**Desafios**
a) Na notícia sobre a recriação de ministérios por Temer, com quantos ministérios o governo passa a ficar?
b) Dê sequência à notícia sobre a recriação de ministérios por Temer, começando logo depois da última frase.

++++ Trecho extraído ++++

Temer recria ministério e dá foro a Moreira 
Catarina Alencastro e Eduardo Barreto 
03/02/2017
 
 
Amigo de presidente, peemedebista é citado em delação da Odebrecht; PSDB se fortalece com duas pastas

-BRASÍLIA- Empossado com o discurso da austeridade, o presidente Michel Temer, que ao assumir cortou sete ministérios, resolveu recriar ontem mais uma pasta e criar outra: o ministério dos Direitos Humanos e a Secretaria Geral. Esta última será ocupada pelo secretário-executivo do Programa Parcerias de Investimentos (PPI), Moreira Franco, que foi citado em delações da Odebrecht e agora passará a ter foro privilegiado. Em março passado, dois meses antes do impeachment, a ex-presidente Dilma Rousseff foi duramente criticada pela oposição por nomear para seu ministério o ex-presidente Luiz Inácio Lula da Silva, igualmente investigado na operação, uma vez que isso lhe daria foro privilegiado.

Para os Direitos Humanos assumirá a desembargadora aposentada Luislinda Valois, filiada ao PSDB. Ela será a segunda mulher e a primeira negra na Esplanada, sob Temer. A partir de agora, o governo passa a ter 28 ministérios, apenas quatro a menos do que o formato herdado de Dilma.

Ironicamente, horas antes de o governo anunciar o aumento do desenho ministerial, a redução das pastas foi citada na mensagem ao Legislativo enviada por Temer durante a abertura dos trabalhos do Congresso, no capítulo de “modernização do Estado”.

Temer também anunciou a ida do ex-líder do PSDB Antonio Imbassahy para a Secretaria de Governo, no lugar de Geddel Vieira Lima, que deixou o governo no fim de novembro passado, após ser acusado de tráfico de influência. O presidente só fez a nomeação horas depois de resolvida a presidência da Câmara. A nomeação de Imbassahy levou todo esse tempo para ser feita porque Temer resolveu esperar o fim da eleição na Câmara e evitar ser acusado de interferência na disputa. Imbassahy chegou a se movimentar para ser candidato à presidência da Casa. A posse dos três novos ministros está marcada para hoje.

++++ Dados fornecidos ++++

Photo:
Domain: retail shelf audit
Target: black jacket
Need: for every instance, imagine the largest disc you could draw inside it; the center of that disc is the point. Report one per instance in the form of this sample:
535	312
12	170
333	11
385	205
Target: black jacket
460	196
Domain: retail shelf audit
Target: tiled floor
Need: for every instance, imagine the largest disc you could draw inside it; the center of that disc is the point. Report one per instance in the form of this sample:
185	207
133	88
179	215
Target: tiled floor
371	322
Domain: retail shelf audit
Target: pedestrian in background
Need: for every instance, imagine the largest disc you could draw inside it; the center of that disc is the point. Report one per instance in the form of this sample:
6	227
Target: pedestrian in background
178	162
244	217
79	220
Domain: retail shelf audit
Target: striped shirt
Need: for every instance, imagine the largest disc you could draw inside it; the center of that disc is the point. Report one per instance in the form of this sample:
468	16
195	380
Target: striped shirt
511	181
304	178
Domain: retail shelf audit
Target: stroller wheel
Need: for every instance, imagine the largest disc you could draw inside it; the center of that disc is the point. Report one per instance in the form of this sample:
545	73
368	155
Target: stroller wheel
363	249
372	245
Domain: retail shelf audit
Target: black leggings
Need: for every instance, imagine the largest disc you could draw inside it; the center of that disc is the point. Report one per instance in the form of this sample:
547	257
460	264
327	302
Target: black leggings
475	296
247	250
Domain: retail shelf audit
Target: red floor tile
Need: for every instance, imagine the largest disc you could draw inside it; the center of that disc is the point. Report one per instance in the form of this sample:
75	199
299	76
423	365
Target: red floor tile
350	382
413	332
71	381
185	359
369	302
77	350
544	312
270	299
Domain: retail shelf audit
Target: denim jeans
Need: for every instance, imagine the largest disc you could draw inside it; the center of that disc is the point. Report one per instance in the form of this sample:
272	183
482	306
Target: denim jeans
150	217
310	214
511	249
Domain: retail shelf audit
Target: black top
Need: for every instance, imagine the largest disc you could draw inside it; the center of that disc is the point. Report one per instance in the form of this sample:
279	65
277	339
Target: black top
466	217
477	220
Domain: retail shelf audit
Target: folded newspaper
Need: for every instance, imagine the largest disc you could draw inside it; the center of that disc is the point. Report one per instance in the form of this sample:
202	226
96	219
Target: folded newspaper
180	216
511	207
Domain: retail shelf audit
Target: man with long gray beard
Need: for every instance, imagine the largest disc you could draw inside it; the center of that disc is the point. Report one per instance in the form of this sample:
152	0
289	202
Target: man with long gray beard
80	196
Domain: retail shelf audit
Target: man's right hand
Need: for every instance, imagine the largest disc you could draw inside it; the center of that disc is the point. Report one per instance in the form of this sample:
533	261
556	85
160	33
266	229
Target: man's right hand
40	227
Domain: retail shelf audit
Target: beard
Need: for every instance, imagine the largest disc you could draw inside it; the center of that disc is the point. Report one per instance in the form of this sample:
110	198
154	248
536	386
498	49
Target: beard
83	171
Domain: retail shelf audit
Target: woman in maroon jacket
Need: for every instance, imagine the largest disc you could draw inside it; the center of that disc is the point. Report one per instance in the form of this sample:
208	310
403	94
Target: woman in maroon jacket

++++

**Respostas por tarefa**
a) 28 ministérios.

b)
Outra mudança anunciada é na nomenclatura do Ministério da Justiça, que passa a se chamar Ministério da Justiça e Segurança Pública, sugestão trazida no início da crise penitenciária pela bancada da bala, da Câmara, cuja recomendação inicial foi a criação de um ministério exclusivo para a Segurança Pública.

Na prática, Temer já recriou duas pastas extintas por ele prório ao assumir a Presidência (Cultura e Direitos Humanos) e uma terceira, extinta em outubro de 2015 pela petista Dilma Rousseff (a Secretaria Geral). Com a nova configuração, que será publicada no Diário Oficial de hoje, o presidente tem um governo com apenas quatro ministérios a menos do que o de sua antecessora.

Sob Temer, a Secretaria Geral, criada pelo ex-presidente Lula, abrigará, além do PPI, a Secretaria de Comunicação (Secom), o cerimonial e a administração da Presidência da República. O presidente ensaiava desde que assumiu definitivamente a Presidência, em agosto, elevar Moreira ao primeiro escalão do governo. Com o status de ministro, Moreira só poderá ser investigado pelo Supremo Tribunal Federal (STF).

— Suas tarefas estarão voltadas para dar apoio às ações do Presidente da República e conferir maior agilidade ao funcionamento do Palácio do Planalto em suas ações de governo e de atuação presidencial — disse o porta-voz, Alexandre Parola, sobre as novas atribuições de Moreira Franco.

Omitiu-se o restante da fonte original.